The task =>
Beginning with the line that contains "Target: green sequined decoration", copy each remaining line of the data below exactly.
______
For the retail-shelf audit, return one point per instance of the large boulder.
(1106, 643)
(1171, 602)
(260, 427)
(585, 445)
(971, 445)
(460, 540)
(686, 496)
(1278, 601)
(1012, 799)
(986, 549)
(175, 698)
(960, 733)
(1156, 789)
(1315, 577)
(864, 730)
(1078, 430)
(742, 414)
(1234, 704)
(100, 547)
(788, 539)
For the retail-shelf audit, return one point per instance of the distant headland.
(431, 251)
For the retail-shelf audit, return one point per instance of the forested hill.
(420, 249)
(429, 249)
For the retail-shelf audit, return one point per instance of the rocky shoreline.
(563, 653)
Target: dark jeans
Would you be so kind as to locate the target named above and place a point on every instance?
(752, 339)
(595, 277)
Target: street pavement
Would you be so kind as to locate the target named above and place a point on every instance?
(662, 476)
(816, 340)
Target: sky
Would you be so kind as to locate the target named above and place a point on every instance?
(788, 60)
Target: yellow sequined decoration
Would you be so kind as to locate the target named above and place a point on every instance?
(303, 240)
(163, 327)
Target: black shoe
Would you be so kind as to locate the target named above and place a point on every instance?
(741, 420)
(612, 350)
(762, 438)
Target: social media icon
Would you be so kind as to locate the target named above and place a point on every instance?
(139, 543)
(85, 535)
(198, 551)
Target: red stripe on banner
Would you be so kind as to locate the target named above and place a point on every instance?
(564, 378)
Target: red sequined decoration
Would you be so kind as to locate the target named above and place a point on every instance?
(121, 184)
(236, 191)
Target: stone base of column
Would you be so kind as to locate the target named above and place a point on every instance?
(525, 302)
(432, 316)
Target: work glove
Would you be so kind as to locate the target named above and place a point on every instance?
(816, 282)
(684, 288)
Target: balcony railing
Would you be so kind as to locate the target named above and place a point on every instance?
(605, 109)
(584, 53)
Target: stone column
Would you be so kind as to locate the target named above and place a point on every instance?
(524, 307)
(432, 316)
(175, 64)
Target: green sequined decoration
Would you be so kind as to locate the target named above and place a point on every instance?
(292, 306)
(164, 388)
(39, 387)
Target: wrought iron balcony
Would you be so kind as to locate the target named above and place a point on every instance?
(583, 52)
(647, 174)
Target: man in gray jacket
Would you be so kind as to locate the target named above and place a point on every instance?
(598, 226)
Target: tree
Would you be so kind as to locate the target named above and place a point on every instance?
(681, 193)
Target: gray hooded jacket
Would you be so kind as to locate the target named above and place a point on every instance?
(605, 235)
______
Written solution =>
Target: green sequined decoration
Would you be so kind as to locate the target named above and place a point on every instance?
(292, 306)
(164, 388)
(39, 387)
Target: wrought iron balcony
Would you be so kind as to locate the target named above and place a point on every instance?
(583, 52)
(647, 174)
Target: man in gray jacket
Would you be so kind as to locate the target named above and place a point on every instance?
(598, 226)
Target: tree
Would you be so kind as to locate the target named above and place a point on every instance?
(681, 193)
Target: gray hooded jacket
Would you be so kind as to locate the target named above and place a point on every instance?
(605, 235)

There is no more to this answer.